Problem to work on - Down to the final line, print the records again exactly.

Source data -

_ _ _ _ _ _ _

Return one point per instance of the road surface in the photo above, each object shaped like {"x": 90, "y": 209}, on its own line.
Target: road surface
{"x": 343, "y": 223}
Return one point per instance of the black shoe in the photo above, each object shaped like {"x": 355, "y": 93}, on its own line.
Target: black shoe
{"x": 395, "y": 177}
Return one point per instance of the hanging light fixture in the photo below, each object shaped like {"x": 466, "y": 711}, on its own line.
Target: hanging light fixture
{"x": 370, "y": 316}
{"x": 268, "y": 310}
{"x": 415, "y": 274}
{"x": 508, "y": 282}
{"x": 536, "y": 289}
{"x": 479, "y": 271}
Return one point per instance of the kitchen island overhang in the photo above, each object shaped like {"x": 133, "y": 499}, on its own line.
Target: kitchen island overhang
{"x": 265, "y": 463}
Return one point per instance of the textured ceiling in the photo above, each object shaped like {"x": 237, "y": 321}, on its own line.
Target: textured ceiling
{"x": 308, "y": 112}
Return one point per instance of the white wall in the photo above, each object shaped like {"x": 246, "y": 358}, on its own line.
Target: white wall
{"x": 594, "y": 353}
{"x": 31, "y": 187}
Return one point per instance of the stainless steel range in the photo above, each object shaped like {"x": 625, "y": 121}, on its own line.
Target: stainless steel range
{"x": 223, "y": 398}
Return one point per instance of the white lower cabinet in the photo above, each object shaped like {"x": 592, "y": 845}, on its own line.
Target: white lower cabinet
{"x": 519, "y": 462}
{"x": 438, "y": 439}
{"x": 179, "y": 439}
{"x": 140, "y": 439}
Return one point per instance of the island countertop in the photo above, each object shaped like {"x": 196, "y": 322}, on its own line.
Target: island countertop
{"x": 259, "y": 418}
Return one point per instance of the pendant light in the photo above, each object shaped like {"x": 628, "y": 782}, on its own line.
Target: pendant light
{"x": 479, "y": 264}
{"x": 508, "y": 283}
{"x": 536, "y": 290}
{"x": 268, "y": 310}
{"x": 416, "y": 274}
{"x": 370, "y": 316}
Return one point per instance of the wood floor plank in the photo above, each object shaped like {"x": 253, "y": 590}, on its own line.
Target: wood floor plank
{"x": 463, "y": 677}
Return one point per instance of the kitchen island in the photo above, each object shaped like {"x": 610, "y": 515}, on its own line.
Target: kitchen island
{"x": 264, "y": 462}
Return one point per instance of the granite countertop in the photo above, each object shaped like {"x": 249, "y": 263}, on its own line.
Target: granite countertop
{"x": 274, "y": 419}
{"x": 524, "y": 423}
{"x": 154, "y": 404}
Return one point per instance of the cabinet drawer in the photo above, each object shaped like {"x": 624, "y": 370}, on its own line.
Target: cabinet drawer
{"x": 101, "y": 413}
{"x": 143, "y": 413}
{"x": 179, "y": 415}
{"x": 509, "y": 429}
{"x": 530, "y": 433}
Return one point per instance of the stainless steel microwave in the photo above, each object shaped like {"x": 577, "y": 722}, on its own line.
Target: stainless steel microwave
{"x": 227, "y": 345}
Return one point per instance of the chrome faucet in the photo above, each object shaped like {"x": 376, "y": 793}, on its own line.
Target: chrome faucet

_ _ _ _ _ _ _

Task output -
Return one point per instance of the road surface in the photo above, each object shaped like {"x": 90, "y": 209}, on its own line.
Target: road surface
{"x": 343, "y": 223}
Return one point per instance of the black shoe in the photo above, each object shaped like {"x": 355, "y": 93}, on its own line.
Target: black shoe
{"x": 395, "y": 177}
Return one point per instance of the hanging light fixture in the photo below, each object shaped like {"x": 466, "y": 711}, on its own line.
Target: hanging light fixture
{"x": 370, "y": 316}
{"x": 268, "y": 310}
{"x": 415, "y": 274}
{"x": 508, "y": 282}
{"x": 536, "y": 289}
{"x": 479, "y": 271}
Return one point per instance of the kitchen island overhang in the photo above, each object shaped like {"x": 133, "y": 499}, on its own line.
Target: kitchen island overhang
{"x": 265, "y": 463}
Return one point per instance of the textured ceiling in the photo above, each object shaped like {"x": 237, "y": 321}, on its own line.
Target: textured ceiling
{"x": 308, "y": 112}
Return one point per instance of the white wall in the photo above, each object shaped like {"x": 246, "y": 358}, on its own line.
Target: white wall
{"x": 594, "y": 353}
{"x": 31, "y": 187}
Return one point per instance of the stainless steel range in the photo above, each object shaped like {"x": 625, "y": 121}, on its own line.
Target: stainless steel range
{"x": 223, "y": 398}
Return one point per instance of the white lower cabinet in the photo above, each object shaped like {"x": 592, "y": 845}, on its own line.
Target: white lower cabinet
{"x": 519, "y": 462}
{"x": 438, "y": 439}
{"x": 179, "y": 439}
{"x": 140, "y": 439}
Return one point per instance of the island countertop in the photo above, each object shaped like {"x": 196, "y": 322}, on its own line.
Target: island countertop
{"x": 259, "y": 418}
Return one point per instance of the pendant light in the photo above, each object shaped like {"x": 628, "y": 782}, on its own line.
Target: pendant light
{"x": 479, "y": 264}
{"x": 508, "y": 283}
{"x": 536, "y": 290}
{"x": 268, "y": 310}
{"x": 416, "y": 274}
{"x": 370, "y": 316}
Return one point per instance of the wood floor plank in the photo above, each object shaped like {"x": 253, "y": 590}, on its own line.
Target: wood floor plank
{"x": 463, "y": 677}
Return one point per instance of the kitchen island in the photo above, each object shaped like {"x": 610, "y": 515}, on its own line.
Target: kitchen island
{"x": 264, "y": 462}
Return one point per instance of the granite countertop in the photo above, each object shaped like {"x": 249, "y": 263}, on its own line.
Target: granite countertop
{"x": 274, "y": 419}
{"x": 524, "y": 423}
{"x": 154, "y": 404}
Return one point per instance of the cabinet drawer in the photo above, each object shaped like {"x": 624, "y": 370}, on its own line.
Target: cabinet drawer
{"x": 101, "y": 413}
{"x": 143, "y": 413}
{"x": 179, "y": 415}
{"x": 509, "y": 429}
{"x": 530, "y": 433}
Return one point per instance of the stainless steel microwave in the photo above, each object shaped like {"x": 577, "y": 722}, on its own line.
Target: stainless steel microwave
{"x": 227, "y": 345}
Return one point per instance of the chrome faucet in the photo above, each object shaped like {"x": 376, "y": 793}, on its own line.
Target: chrome faucet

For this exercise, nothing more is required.